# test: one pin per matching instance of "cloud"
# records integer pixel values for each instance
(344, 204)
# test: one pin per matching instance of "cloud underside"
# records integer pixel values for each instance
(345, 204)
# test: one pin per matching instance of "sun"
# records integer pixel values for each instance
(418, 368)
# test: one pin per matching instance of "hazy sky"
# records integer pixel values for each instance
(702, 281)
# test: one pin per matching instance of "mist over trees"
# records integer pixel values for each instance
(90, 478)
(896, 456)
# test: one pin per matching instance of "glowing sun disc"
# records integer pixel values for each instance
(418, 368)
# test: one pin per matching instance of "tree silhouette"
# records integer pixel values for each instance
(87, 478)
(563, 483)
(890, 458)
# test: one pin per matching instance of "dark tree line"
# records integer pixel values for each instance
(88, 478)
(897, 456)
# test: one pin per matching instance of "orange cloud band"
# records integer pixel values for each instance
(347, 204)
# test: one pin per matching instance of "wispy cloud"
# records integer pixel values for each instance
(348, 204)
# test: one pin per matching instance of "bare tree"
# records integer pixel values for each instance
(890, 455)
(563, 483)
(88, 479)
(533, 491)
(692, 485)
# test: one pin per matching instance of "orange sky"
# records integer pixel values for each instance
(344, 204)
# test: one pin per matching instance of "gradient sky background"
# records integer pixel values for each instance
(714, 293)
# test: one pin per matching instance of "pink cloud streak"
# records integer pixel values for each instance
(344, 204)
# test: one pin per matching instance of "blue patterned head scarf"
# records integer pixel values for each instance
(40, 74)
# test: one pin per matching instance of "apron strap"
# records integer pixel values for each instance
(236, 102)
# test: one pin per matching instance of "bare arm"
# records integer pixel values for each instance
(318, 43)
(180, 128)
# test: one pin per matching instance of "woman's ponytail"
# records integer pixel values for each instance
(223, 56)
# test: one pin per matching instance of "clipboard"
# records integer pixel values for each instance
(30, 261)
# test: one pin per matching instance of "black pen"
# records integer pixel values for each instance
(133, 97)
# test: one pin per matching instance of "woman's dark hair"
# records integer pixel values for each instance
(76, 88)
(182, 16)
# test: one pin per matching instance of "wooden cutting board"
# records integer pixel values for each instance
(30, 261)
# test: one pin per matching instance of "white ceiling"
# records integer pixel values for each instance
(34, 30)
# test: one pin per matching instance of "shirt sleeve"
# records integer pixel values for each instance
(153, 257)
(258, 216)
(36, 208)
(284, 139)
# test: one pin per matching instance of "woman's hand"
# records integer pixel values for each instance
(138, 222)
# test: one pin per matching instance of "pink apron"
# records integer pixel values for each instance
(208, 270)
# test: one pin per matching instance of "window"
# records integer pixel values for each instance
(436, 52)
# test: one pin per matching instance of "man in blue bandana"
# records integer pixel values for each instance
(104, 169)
□ □ □ □ □
▸ **DIRECTION**: How many lines in the rows above contain the string "apron", counting only matches with the same case? Reply with the number alone.

▸ **THE REPLY**: 2